**Task:** Repeat exactly the lines that run from the one containing "Indicate every instance of the submerged" to the end of the data, and leave out all others.

**Record set:**
+ + + + +
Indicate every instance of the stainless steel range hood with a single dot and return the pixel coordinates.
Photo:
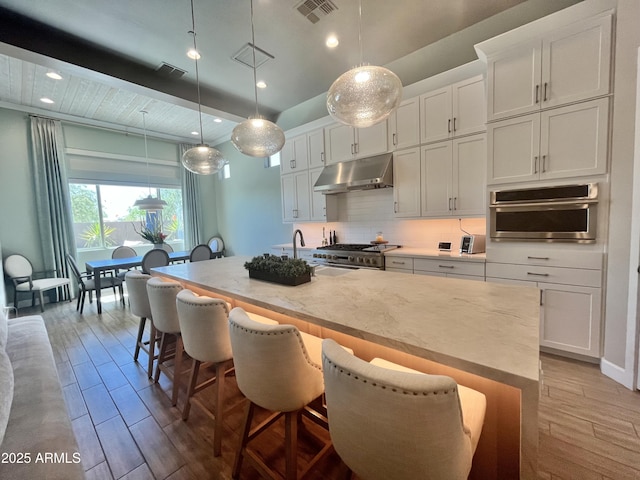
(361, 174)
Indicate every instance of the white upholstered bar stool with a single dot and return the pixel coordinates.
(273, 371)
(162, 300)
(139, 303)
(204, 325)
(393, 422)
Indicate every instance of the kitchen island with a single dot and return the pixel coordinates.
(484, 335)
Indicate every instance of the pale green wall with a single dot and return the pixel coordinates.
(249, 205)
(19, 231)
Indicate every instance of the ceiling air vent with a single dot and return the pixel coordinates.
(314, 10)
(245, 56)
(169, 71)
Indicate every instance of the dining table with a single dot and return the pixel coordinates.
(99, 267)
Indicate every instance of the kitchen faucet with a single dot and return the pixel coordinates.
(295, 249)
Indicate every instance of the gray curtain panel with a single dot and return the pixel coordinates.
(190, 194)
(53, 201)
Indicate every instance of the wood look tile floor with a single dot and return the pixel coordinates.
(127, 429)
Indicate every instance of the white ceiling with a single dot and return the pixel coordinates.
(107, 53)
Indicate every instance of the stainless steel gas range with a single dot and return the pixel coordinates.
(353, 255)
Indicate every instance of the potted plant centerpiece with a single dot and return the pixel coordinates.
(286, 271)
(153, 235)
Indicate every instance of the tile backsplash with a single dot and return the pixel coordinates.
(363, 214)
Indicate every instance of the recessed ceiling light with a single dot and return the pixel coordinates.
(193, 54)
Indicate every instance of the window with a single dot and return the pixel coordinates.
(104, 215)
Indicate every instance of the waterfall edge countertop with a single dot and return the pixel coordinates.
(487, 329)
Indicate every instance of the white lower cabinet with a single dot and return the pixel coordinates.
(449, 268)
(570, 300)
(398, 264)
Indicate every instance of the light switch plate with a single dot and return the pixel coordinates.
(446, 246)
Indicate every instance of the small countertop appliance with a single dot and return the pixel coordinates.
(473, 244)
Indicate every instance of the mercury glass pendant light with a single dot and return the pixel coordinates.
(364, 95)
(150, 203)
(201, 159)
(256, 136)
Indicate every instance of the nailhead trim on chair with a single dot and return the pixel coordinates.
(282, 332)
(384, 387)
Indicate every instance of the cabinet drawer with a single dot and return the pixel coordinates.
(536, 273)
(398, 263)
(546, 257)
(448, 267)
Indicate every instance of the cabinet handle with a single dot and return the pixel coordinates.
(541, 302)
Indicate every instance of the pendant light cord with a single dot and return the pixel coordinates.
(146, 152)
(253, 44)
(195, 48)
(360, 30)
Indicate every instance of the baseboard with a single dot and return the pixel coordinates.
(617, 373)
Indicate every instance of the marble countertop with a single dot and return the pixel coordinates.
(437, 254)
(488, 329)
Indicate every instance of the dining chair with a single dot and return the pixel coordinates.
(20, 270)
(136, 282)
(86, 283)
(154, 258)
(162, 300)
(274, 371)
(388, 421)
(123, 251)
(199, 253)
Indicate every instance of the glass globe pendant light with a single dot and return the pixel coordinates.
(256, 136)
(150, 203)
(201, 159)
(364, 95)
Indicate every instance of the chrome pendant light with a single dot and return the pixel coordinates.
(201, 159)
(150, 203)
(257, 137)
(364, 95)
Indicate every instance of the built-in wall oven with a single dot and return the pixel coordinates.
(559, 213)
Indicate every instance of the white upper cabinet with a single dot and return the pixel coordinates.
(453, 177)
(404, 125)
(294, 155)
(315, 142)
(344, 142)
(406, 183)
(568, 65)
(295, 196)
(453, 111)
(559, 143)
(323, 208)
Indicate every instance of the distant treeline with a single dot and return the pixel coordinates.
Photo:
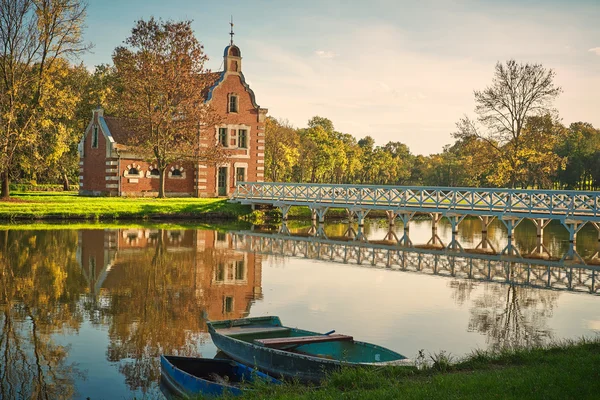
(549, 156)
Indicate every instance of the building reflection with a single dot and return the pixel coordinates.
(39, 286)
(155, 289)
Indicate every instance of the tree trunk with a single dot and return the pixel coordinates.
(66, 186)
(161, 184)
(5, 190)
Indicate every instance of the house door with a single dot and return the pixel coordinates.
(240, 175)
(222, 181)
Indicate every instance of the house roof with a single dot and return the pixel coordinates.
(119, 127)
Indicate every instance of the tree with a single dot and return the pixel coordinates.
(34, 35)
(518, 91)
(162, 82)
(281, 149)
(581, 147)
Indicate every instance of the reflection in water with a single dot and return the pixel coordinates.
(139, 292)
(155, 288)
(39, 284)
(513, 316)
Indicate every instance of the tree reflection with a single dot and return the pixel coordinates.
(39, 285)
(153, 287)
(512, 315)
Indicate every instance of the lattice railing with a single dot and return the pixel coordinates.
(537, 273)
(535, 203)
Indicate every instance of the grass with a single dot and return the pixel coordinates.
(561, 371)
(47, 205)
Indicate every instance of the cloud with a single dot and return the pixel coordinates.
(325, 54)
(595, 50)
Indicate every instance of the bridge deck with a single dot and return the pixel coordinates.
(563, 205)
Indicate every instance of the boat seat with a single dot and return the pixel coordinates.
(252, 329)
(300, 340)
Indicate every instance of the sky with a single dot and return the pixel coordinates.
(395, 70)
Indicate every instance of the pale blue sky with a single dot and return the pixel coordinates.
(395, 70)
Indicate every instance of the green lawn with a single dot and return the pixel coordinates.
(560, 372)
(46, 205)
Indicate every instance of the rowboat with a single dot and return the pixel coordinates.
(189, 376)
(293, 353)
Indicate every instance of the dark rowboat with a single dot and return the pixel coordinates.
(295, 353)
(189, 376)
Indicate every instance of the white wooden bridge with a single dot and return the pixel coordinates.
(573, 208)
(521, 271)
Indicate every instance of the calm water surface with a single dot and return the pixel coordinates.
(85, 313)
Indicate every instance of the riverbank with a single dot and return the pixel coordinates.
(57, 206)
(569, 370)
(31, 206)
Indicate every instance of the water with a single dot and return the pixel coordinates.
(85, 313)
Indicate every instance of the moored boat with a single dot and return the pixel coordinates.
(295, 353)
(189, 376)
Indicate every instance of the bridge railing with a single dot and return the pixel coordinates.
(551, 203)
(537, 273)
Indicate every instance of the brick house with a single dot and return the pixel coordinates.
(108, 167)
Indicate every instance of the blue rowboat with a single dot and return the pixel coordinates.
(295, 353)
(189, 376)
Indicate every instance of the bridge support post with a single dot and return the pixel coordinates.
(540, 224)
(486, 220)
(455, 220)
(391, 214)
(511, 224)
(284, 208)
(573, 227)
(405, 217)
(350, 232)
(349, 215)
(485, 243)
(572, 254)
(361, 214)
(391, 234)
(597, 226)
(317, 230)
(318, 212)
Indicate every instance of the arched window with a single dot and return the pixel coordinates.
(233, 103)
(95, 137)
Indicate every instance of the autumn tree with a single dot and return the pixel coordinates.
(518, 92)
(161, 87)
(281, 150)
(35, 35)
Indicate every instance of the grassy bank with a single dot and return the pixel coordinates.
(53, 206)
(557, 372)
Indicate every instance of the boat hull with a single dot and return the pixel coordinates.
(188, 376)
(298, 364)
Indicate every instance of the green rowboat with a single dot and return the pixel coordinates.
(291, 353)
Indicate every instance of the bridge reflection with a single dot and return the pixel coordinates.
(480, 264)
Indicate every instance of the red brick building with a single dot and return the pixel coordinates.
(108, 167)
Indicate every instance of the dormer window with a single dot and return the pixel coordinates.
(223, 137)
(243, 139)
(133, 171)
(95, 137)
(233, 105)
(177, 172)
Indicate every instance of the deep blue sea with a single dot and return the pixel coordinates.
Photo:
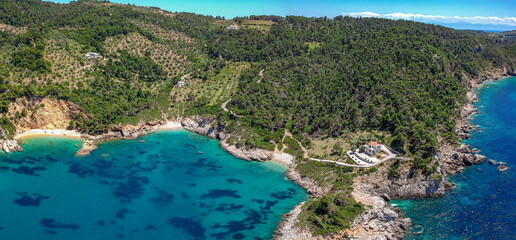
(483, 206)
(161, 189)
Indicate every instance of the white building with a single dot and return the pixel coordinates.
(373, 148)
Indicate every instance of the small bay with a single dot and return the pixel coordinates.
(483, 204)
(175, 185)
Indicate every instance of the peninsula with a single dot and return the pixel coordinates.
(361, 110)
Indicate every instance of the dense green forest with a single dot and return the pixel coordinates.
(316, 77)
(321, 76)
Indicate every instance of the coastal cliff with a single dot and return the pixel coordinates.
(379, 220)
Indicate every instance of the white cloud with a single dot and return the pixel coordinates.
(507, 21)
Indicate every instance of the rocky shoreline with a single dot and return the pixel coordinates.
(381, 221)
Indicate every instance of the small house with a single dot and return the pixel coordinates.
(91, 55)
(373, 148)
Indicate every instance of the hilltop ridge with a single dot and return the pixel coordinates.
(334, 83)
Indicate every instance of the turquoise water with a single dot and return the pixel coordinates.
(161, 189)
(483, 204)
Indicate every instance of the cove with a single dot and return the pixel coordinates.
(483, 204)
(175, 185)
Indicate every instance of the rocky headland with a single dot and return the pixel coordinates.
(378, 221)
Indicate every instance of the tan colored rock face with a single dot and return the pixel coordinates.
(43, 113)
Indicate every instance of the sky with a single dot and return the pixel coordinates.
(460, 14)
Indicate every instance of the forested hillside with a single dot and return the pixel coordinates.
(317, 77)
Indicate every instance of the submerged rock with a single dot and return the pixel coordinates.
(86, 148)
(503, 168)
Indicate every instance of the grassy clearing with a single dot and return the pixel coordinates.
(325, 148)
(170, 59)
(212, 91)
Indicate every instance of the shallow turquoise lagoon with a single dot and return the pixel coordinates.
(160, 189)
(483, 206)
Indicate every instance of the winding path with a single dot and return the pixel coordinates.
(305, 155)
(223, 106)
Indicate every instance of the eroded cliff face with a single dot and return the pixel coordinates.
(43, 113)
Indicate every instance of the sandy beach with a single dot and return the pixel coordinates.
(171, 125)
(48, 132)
+ + + + +
**Task solution:**
Indicate every instance of the submerged rock with a single dot and return the pixel coordinates.
(86, 148)
(503, 168)
Indicate every instance of the grassy clearing with a single dot and return the pixel coordinates.
(325, 148)
(170, 59)
(212, 91)
Indicate every instance of the shallow turquoise lagoon with a single dot and return the pixel coordinates.
(160, 189)
(483, 206)
Indicate every instance of the winding path with a single dot and return the pixel coordinates.
(305, 155)
(223, 106)
Indicate every instance of the eroded cliff face with a single dot and return the pixel coordinates.
(43, 113)
Indicate every instance of the sandy beach with a single dot and return the pixel coordinates.
(171, 125)
(48, 132)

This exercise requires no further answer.